_EXERCISE:_
Within the listing below, determine how many lines hold the word "clove". Give the number with no commentary.

** INPUT MATERIAL follows **

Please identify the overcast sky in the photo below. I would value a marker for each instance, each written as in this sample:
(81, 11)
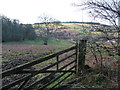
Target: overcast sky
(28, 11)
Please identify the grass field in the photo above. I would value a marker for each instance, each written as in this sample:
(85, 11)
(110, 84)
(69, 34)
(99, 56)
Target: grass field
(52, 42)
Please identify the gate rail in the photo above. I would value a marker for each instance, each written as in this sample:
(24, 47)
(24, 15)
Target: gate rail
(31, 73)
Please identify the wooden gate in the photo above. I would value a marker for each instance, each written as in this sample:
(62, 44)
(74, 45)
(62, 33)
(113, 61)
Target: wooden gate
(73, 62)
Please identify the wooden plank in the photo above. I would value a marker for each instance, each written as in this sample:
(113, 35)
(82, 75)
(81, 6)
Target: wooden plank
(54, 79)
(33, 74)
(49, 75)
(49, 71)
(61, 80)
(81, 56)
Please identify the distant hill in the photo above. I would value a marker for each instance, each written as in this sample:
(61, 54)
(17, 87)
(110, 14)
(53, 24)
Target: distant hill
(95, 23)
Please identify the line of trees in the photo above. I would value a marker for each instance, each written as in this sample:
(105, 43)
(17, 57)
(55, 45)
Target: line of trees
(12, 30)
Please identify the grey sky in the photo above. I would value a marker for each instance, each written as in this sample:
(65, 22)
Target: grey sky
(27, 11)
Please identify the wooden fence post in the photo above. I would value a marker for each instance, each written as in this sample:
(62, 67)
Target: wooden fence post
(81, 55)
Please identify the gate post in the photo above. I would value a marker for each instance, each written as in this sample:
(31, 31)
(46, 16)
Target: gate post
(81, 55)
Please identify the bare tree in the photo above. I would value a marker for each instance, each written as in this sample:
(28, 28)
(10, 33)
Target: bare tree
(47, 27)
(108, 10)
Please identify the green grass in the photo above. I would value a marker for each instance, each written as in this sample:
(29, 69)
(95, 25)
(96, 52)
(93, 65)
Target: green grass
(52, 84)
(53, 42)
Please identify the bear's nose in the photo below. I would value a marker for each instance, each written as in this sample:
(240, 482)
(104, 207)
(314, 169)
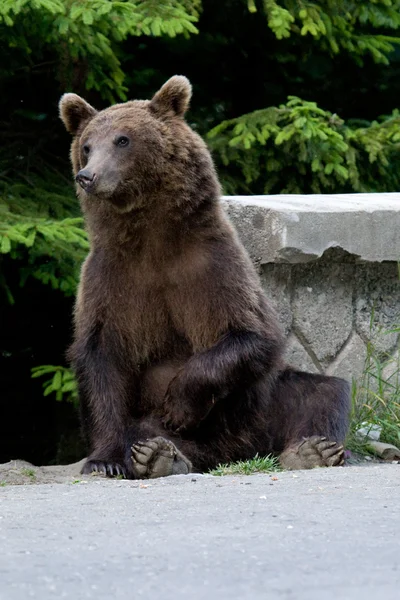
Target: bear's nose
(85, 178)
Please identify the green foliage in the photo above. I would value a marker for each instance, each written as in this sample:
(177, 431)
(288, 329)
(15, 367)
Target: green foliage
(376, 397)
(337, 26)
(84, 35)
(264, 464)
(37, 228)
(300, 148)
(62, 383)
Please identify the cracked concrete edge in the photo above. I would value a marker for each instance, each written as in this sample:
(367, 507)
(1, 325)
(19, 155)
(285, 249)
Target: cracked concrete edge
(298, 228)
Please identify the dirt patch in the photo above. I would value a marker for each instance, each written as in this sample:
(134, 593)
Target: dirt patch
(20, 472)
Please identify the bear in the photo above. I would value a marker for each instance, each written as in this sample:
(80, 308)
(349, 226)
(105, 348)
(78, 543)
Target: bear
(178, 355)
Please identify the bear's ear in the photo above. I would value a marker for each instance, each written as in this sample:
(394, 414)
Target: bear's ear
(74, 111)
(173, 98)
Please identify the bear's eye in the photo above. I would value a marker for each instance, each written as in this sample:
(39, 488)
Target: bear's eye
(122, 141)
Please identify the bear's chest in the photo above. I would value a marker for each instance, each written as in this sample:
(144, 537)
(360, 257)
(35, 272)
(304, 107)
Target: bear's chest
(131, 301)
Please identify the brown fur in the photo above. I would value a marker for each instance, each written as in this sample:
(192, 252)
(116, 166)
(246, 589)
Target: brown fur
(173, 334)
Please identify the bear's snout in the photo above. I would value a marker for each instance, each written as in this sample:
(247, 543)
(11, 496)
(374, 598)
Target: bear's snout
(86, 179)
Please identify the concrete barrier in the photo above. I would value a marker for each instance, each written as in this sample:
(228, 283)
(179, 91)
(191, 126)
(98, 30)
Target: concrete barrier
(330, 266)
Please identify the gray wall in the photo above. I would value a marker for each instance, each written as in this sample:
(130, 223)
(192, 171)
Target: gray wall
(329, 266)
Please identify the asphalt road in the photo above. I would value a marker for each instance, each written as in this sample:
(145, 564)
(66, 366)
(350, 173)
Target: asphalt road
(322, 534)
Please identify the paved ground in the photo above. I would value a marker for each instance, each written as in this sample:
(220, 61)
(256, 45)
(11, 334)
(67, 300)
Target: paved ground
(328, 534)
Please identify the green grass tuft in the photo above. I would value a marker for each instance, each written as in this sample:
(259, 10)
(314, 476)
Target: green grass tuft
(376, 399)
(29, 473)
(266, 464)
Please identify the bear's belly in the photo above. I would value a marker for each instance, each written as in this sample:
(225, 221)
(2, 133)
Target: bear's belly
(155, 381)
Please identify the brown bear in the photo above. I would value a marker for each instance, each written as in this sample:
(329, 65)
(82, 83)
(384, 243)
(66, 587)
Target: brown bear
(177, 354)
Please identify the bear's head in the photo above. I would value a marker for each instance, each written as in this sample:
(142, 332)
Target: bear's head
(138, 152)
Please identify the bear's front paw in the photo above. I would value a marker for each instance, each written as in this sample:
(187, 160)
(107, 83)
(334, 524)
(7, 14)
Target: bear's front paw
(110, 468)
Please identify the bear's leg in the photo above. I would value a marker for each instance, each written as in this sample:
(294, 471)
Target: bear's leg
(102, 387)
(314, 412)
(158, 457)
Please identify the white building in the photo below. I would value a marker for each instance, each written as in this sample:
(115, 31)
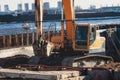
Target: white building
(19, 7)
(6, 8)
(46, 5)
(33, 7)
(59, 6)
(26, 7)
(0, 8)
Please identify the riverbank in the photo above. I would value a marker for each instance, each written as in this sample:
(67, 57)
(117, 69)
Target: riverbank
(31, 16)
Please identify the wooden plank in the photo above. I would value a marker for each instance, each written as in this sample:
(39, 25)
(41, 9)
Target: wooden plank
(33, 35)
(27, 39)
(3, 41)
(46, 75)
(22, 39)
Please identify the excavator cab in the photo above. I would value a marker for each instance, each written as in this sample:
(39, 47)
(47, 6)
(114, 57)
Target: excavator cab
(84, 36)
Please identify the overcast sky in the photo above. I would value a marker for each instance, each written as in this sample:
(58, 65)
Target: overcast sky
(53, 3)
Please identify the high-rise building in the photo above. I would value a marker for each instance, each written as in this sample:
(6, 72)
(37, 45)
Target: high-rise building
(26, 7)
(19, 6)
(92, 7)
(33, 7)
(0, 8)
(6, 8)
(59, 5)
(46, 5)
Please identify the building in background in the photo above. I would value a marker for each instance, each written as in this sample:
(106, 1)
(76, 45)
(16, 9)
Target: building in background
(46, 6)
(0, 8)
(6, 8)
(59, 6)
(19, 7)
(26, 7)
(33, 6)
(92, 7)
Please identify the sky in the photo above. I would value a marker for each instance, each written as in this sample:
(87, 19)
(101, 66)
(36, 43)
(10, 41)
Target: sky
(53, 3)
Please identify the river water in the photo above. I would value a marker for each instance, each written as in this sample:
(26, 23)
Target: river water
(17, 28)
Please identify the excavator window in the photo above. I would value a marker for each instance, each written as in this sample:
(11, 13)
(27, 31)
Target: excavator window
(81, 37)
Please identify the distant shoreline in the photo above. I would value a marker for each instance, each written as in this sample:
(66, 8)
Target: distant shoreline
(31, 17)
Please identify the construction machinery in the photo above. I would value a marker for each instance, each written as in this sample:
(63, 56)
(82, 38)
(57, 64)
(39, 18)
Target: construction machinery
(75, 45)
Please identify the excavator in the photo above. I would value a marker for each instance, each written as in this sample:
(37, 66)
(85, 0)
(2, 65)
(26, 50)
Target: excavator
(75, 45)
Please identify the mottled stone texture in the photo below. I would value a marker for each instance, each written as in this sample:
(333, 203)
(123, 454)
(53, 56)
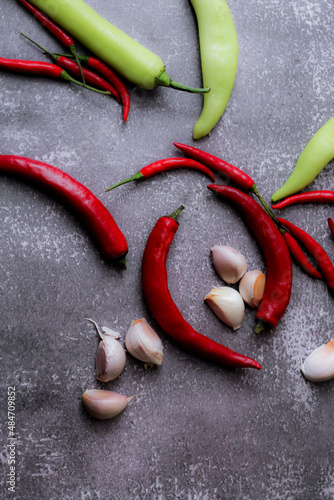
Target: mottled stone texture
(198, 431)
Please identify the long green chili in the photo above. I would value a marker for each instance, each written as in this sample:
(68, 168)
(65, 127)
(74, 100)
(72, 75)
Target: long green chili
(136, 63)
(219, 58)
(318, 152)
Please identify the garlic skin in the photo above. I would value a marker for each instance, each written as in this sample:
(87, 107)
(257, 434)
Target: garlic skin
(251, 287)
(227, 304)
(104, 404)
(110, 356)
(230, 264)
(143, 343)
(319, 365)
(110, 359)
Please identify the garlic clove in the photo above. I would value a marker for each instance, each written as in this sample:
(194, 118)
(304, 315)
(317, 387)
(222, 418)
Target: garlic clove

** End of INPUT MATERIAL **

_ANSWER TO THIS EXERCISE:_
2